* [TASK TO COMPLETE] Reproduce every line of the data below word for word, leaving out the pictures.

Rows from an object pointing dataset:
-=-=-=-=-
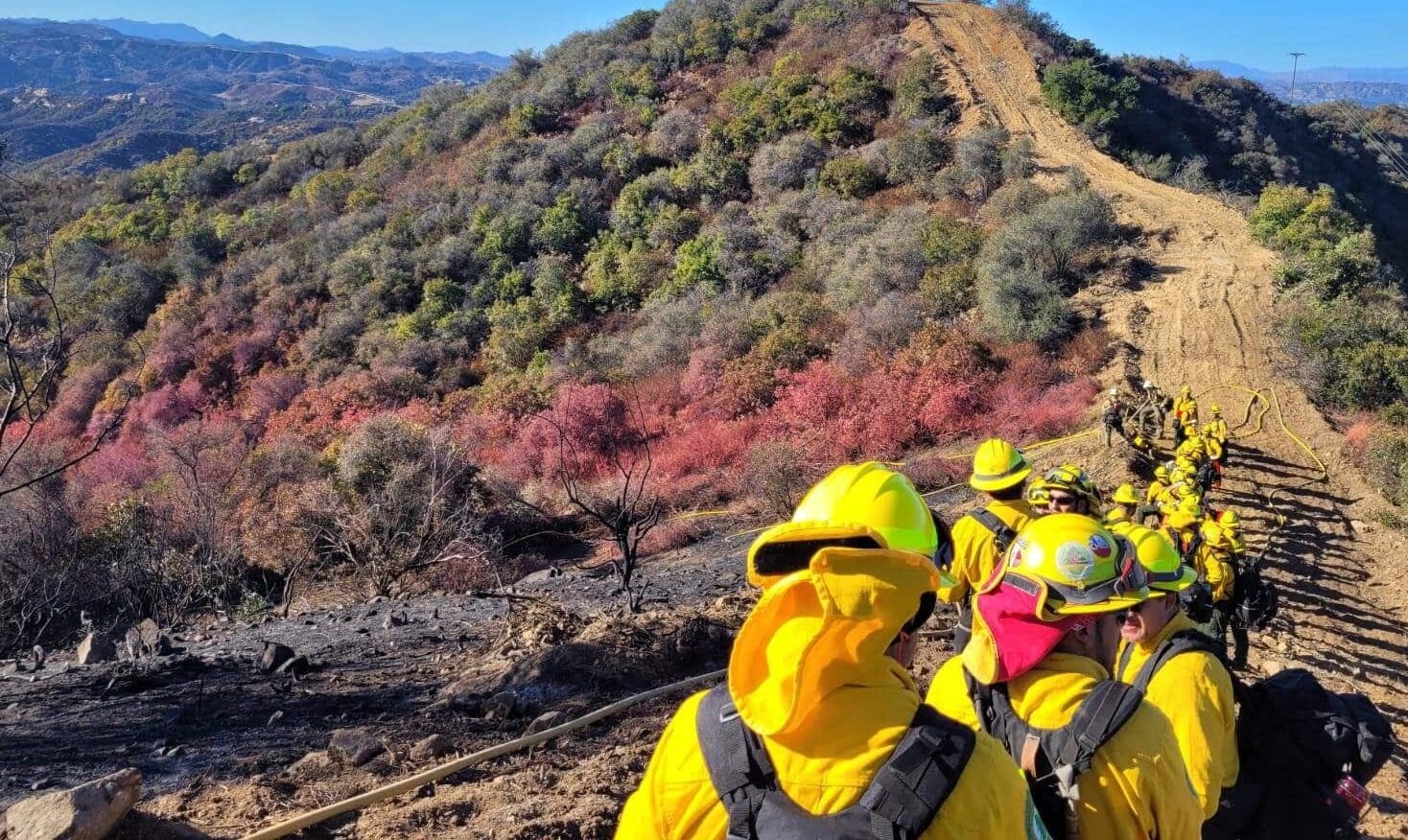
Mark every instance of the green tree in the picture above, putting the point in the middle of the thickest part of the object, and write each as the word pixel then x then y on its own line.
pixel 1086 96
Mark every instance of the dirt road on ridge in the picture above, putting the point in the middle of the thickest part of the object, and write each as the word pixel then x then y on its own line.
pixel 1207 318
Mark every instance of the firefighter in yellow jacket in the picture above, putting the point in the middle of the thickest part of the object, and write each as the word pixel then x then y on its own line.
pixel 1044 642
pixel 1000 472
pixel 1217 566
pixel 820 692
pixel 1193 688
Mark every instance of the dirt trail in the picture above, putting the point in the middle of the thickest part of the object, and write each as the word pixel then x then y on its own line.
pixel 1206 318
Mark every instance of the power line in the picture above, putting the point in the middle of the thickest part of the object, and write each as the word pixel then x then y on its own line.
pixel 1296 65
pixel 1374 141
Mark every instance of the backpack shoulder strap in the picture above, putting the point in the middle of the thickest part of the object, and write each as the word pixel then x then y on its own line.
pixel 996 715
pixel 1176 644
pixel 1001 530
pixel 921 773
pixel 1100 716
pixel 737 761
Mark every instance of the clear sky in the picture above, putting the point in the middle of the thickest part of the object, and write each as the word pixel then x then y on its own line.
pixel 1256 33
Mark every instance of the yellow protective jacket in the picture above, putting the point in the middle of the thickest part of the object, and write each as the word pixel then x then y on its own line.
pixel 1215 568
pixel 810 676
pixel 1137 786
pixel 974 548
pixel 1194 692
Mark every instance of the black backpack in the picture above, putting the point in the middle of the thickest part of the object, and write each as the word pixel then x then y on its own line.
pixel 900 804
pixel 1055 758
pixel 1002 533
pixel 1296 739
pixel 1255 598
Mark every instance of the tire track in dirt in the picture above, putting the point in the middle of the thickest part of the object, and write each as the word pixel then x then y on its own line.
pixel 1207 318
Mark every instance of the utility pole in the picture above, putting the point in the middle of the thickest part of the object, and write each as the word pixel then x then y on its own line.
pixel 1296 63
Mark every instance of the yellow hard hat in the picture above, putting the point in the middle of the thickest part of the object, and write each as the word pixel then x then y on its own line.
pixel 1071 478
pixel 1180 520
pixel 1037 494
pixel 1076 568
pixel 997 464
pixel 1212 535
pixel 1166 571
pixel 1125 496
pixel 857 506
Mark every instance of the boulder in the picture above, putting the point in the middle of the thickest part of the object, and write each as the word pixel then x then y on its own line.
pixel 502 705
pixel 430 747
pixel 547 721
pixel 273 657
pixel 87 812
pixel 153 643
pixel 95 649
pixel 354 747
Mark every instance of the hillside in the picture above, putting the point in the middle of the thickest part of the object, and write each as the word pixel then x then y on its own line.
pixel 736 243
pixel 1365 86
pixel 81 97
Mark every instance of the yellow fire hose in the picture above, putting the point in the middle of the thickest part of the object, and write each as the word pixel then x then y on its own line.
pixel 452 767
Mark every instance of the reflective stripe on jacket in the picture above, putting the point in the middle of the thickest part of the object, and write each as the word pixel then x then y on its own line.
pixel 825 767
pixel 1137 788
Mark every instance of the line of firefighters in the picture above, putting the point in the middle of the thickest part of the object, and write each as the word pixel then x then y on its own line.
pixel 1034 729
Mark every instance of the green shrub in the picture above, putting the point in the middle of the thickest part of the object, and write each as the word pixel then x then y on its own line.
pixel 1086 96
pixel 1386 462
pixel 695 267
pixel 1019 304
pixel 851 177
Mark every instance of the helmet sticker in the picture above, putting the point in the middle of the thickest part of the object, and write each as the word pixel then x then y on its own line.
pixel 1074 560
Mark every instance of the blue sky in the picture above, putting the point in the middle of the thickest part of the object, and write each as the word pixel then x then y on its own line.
pixel 1256 33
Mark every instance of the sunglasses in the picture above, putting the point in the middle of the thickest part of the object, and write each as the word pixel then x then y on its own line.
pixel 1131 577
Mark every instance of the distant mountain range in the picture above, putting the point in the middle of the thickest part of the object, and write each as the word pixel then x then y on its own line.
pixel 1368 86
pixel 183 34
pixel 90 95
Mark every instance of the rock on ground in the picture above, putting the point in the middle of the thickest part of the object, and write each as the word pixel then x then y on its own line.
pixel 273 656
pixel 354 747
pixel 433 746
pixel 87 812
pixel 95 649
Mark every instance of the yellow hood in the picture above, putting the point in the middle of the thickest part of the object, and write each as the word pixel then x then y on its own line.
pixel 821 628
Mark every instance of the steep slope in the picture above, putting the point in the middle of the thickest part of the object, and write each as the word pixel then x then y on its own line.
pixel 1207 318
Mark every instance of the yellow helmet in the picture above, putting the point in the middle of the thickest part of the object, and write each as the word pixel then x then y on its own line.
pixel 857 506
pixel 1166 571
pixel 1074 566
pixel 1180 520
pixel 1071 478
pixel 1125 496
pixel 1212 535
pixel 997 464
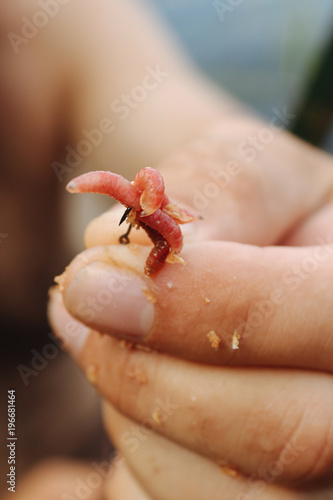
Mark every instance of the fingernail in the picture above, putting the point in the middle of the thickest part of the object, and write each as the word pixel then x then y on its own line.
pixel 110 300
pixel 71 332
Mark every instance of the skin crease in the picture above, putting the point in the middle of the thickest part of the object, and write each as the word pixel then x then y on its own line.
pixel 283 195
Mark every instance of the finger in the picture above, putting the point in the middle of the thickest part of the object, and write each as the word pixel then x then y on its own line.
pixel 170 471
pixel 122 484
pixel 256 194
pixel 230 304
pixel 251 418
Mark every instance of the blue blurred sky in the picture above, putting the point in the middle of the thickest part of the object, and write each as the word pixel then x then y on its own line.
pixel 262 51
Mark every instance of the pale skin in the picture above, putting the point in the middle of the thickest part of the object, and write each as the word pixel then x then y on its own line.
pixel 265 245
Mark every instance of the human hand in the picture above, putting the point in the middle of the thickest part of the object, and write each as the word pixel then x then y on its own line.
pixel 263 410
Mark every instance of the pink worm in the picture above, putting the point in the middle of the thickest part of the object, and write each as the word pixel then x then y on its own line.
pixel 105 182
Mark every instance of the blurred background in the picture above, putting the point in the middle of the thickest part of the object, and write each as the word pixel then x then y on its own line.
pixel 266 53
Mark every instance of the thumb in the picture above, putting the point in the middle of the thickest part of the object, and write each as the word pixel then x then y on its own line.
pixel 238 306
-=-=-=-=-
* [RESULT]
Mark every instance of the green tree in the picture above, putting the point in the middle of the thickest part of the object, and write each as the word pixel then x then y on its own line.
pixel 1086 96
Mark every instance of the dirt road on ridge in the picture above, putting the point in the middle of the thickest part of the object, and write each as the word pixel then x then y on its own line.
pixel 1207 318
Mark every instance of the firefighter in yellow jacket in the picture above, putting the point in the middle of the thickest part of the object, and write each as the word pixel then x then y on its own line.
pixel 1044 642
pixel 1000 472
pixel 1217 566
pixel 820 692
pixel 1193 688
Mark every instance of the dirt trail in the picture above, putting the point in the middle of the thickest part of the object, and write each as the word pixel then x then y on its own line.
pixel 1206 318
Mark every instance of the power line in the picture above, putting the point in the middle of the thickest part of the object, and write each as the word pixel then x then y on its own line.
pixel 1296 65
pixel 1374 141
Mark every instance of the backpack shoulder strap in the picture above, putting the point in the middle of the thickest part of the object, and write each as the word pixel then x then y on its own line.
pixel 996 715
pixel 1176 644
pixel 1001 530
pixel 921 773
pixel 1100 716
pixel 737 761
Mark every instance of the clear sky in the picture above, putting the point in the middle of the thickest part of the object, and write each as the word pixel then x then y on its own line.
pixel 1256 33
Mark every instance of the yellow protective jacket in the picture above, putting the point in the middle of the thickest part of the object, and write each as the word pixel then x then y on its own line.
pixel 1215 568
pixel 810 676
pixel 1137 786
pixel 974 548
pixel 1194 692
Mark every instance of the black backpack in the picture above, putting the point in the middle of the thickest part of the object, and write each as the word pixel then x then y on its own line.
pixel 900 804
pixel 1055 758
pixel 1002 533
pixel 1296 739
pixel 1255 598
Mark every instance of the tire track in dirt in the picture above, putting the point in the middle of the thickest part of the object, and write each as the word pixel then x then y on its own line.
pixel 1207 318
Mark every instance of the utility pole in the picture above, putting the point in the middle of the thickest part of the object, and write each as the word pixel then x then y on its own line.
pixel 1296 63
Mark every instance of the yellow hard hat in the picture above, putting the point in the middle of the thickest part of the object, and write each as the word pixel then x then y on its own line.
pixel 1071 478
pixel 1180 520
pixel 1037 494
pixel 1076 568
pixel 997 464
pixel 1212 535
pixel 1166 571
pixel 1125 496
pixel 857 506
Mark every instance of the boulder in the picture above, putting the point in the middle of the thickest part of the object, and write each as the word pixel then x then y on its own line.
pixel 502 705
pixel 430 747
pixel 547 721
pixel 273 657
pixel 87 812
pixel 153 643
pixel 95 649
pixel 354 747
Mark every instance of the hillside in the picture above, putting the point in the middle of the thickest part of the object, and write each as the word pixel then x then y on its own line.
pixel 736 243
pixel 1365 86
pixel 81 97
Mark every instance of the yellow fire hose in the picture above, putting the point in the middle of the thickest part of the object, and write each as the word pixel then x then y on its own line.
pixel 452 767
Mark every instance of the reflective stripe on jacket in the picture above, putting the point in the middle of the thickest part of the object, and write each as the word pixel then x then y on its own line.
pixel 825 767
pixel 1137 788
Mark every instance of the line of firefighters in the picture above, putting the point in the middle of the thickest part of the object, and write each as the word pixel then x then y on its own line.
pixel 1034 729
Mark every instance of the green shrub in the picture above, putting the point in the middle of the thickest part of the object, and write each as the word pixel then x then y on its own line.
pixel 1086 96
pixel 1386 462
pixel 695 267
pixel 1019 304
pixel 851 177
Mark every instance of the helmet sticker in the picture above, putting the point in the middle of the thickest part of the object, and write each as the word pixel then x then y on its own line.
pixel 1074 560
Mark every instance of the blue sky in the picture above, putting the point in the middle of the thickest part of the object, and write each as the word pixel then x then y on its own line.
pixel 1256 33
Mark every instance of the sunglasses in the picture above, putting the point in the middle of the thickest part of the object, and write each as the word pixel then x then y on its own line.
pixel 1131 577
Mark every instance of the distant mountain range in the picture above, putting the point in the middle of the thickest part of the object, and write each as the word pixel then x then y on its own line.
pixel 1368 86
pixel 183 34
pixel 90 95
Mark every instance of the rock on ground in the picture above, putting the point in the middle of the thickest part of the object, and write each as the word pixel then x then y on its own line.
pixel 273 656
pixel 354 747
pixel 433 746
pixel 87 812
pixel 95 649
Mark every instance of the yellow hood in the picture above, putting the point in the middle of the thickest part of the object, and write each as the word pixel then x then y on its own line.
pixel 821 628
Mark every instance of the steep slope in the picture above, putting the point in the middle of the thickest part of the object, and write each as the word pixel then x then y on its own line.
pixel 1207 318
Mark every instance of the yellow helmet in the picture above, putting the point in the middle of the thickest part of the object, and write each as the word pixel then x then y on its own line.
pixel 857 506
pixel 1166 571
pixel 1074 566
pixel 1180 520
pixel 1071 478
pixel 1125 496
pixel 1212 535
pixel 997 464
Mark every instance of the fingernail in the picture above, putting the point in the middle of the thickest part of the object, and write each as the word pixel then x then y on its own line.
pixel 110 300
pixel 71 332
Mark every instance of the skin crease in the picture above, putting the point in the middle of the thickest part of the object, and write each as the word pixel then x then y on its own line.
pixel 283 195
Mark every instance of the finger in the picture above, putting the point in the middle of the thickest part of the object, and write each as the word pixel then x then y on its own line.
pixel 170 471
pixel 122 484
pixel 256 194
pixel 230 304
pixel 251 418
Mark every instance of the blue blurred sky in the picture above, putting the point in the middle of the thickest part of the object, and write each as the word pixel then x then y on its own line.
pixel 262 51
Mark every instance of the pale skin in the picture above, putting the point in the middle of the thickest part of the object, and write each as the word pixel then x then y on its own line.
pixel 265 245
Mark every instance of the human hand in the picture above, putting the point in the middle of the thickest part of the object, and write each as the word pixel then x then y on its own line.
pixel 263 410
Mark every instance of the pink worm in the picture above, putting the point in the middle of the thickest part of the object, and write each as the word pixel then x then y on its own line.
pixel 105 182
Mark every instance of the blurred background in the picture above, putting the point in the middle of the thickest part of the object, and write each as the word pixel then x then y on its own line.
pixel 266 53
Mark every instance of the thumb in the picture above, putting the point in the middle of the thickest part of the object, and write each as the word pixel then x then y on its own line.
pixel 238 306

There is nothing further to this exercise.